╭─ Extract to read

Abbott Laboratories has halted production of baby formula once again after reopening 11 days prior, a statement from the company said.
The company closed its Sturgis plant in southwestern Michigan on Wednesday, June 15 after thunderstorms and heavy rains flooded the facility.
The company had begun producing “EleCare and other specialty and metabolic formulas” on June 4, the company said, and planned to have it on sale “on or about June 20.” Now, with the plant’s closure, the production and distribution of the baby formula will “likely” be delayed “for a few weeks.”
The company said it has notified the U.S. Food and Drug Administration. The plant will be cleaned and re-sanitized, and be reviewed by an independent third party, to “ensure the plant is safe to resume production.”
The plant had yet to restart the production of its Similac product, the release said, adding that the company will resume making it “as soon as possible.”
In February, Abbott’s plant shut down and its products were recalled when five infants fell ill, two of whom died, after consuming Abbott formula products, the FDA said. Abbot is one of the nation’s largest formula suppliers.
The CDC reported in 2018 that while about 83 percent of babies are breastfed in the beginning, by age 6 months only 25 percent breastfeed exclusively.
That’s led many parents to be hunting for formula. Some are using social media, where parents can alert each other to places where formula is available.
“We have a Facebook page and so anytime any of the neighbors go to the store, they post a picture of the formula aisle and post it on the page with a timestamp so that people in the community know where to go if they’re looking for a specific one,” one parent told KCRA3.
Others are looking to social media marketplaces. This route, though, can be risky with scammers lurking around the corner.
The Better Business Bureau warns consumers be leery of ads or social media posts that claim to have baby formula available.Some ways to avoid falling for such scams include watching for grammatical errors and misspellings, as well as checking the business’s website prior to making a purchase to ensure they accept credit card payments.
Parents should not, however, resort to making their own baby formula, the FDA advises. Homemade formula, the agency said, could “lack nutrients vital to an infant’s growth.”
“The FDA has recently received adverse event reports of hospitalized infants suffering from hypocalcemia (low calcium) that had been fed homemade infant formula,” the agency said.
Despite the months-long baby formula shortage, some officials seem optimistic about seeing the light at the end of the tunnel.
FDA Commissioner Robert Califf said that, although the Abbott’s plant closure is “an unfortunate setback,” other formula producers are working at “higher-than-average rates.”

╰─
╭─ Extracted material

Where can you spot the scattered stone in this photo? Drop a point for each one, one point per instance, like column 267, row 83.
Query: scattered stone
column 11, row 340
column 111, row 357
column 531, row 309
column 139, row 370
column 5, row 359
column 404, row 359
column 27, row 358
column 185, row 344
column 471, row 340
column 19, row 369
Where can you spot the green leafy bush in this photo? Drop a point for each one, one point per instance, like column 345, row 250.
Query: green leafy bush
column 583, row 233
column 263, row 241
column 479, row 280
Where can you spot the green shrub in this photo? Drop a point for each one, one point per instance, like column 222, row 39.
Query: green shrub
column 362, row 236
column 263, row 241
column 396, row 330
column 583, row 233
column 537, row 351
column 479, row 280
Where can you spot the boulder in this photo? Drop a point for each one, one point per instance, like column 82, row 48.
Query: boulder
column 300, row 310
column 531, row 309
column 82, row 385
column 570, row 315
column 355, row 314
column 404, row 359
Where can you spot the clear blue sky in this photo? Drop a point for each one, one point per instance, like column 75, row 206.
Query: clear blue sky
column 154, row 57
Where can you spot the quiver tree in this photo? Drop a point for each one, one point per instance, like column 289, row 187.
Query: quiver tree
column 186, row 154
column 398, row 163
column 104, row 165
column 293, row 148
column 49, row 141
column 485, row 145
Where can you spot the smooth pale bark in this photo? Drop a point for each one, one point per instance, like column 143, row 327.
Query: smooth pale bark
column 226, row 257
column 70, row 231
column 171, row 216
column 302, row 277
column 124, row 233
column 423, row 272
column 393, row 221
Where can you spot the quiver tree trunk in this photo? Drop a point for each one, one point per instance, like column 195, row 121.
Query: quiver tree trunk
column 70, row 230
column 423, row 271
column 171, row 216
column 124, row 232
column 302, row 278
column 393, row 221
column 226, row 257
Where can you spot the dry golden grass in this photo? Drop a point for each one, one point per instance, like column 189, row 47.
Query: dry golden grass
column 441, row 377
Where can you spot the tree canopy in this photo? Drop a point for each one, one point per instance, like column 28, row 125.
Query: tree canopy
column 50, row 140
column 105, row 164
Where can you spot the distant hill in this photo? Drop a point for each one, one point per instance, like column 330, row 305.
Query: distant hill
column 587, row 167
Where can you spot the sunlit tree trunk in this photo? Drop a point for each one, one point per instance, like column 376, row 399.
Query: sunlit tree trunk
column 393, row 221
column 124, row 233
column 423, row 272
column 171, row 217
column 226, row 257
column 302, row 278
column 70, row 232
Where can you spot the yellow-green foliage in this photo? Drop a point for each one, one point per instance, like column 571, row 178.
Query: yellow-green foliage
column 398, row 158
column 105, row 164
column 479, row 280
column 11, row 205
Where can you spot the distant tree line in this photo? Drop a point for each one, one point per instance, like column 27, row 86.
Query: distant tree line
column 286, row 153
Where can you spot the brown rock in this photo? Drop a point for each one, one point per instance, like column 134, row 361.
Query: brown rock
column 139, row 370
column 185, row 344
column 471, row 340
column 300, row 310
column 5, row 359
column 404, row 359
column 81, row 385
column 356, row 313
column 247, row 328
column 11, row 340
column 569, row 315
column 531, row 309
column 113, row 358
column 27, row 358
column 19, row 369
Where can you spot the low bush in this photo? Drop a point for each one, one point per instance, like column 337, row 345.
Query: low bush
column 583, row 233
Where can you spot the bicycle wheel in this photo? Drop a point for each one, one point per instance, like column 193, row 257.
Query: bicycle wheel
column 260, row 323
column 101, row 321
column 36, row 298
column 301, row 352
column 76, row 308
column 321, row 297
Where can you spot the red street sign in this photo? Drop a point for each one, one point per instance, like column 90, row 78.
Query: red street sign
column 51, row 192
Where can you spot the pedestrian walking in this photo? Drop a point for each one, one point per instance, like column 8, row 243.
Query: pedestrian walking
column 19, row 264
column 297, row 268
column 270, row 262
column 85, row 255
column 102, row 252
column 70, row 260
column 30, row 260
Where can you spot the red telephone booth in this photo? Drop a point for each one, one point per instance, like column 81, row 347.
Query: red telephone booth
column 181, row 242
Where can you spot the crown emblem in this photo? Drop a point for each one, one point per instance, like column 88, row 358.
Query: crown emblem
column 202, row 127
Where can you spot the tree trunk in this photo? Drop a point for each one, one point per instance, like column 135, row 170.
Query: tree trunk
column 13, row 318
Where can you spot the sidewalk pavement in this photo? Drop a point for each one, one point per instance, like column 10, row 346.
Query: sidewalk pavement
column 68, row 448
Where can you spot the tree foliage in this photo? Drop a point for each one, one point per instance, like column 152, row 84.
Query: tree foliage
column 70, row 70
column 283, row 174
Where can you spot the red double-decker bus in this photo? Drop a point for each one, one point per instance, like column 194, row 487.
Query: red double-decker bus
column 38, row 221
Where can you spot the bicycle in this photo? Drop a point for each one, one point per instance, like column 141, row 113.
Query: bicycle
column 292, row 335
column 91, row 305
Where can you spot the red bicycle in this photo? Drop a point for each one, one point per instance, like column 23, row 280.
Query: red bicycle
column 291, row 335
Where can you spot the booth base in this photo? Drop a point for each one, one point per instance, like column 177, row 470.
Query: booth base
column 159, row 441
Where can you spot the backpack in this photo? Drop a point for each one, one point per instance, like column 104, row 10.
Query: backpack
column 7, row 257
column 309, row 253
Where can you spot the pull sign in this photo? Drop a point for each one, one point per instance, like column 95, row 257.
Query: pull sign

╰─

[Work item] Repeat the passage of the formula plant article that begins at the words "Parents should not, however, resort" and stops after the words "of the tunnel.". The rows have no connection to the article on the baby formula plant.

[Worked solution]
Parents should not, however, resort to making their own baby formula, the FDA advises. Homemade formula, the agency said, could “lack nutrients vital to an infant’s growth.”
“The FDA has recently received adverse event reports of hospitalized infants suffering from hypocalcemia (low calcium) that had been fed homemade infant formula,” the agency said.
Despite the months-long baby formula shortage, some officials seem optimistic about seeing the light at the end of the tunnel.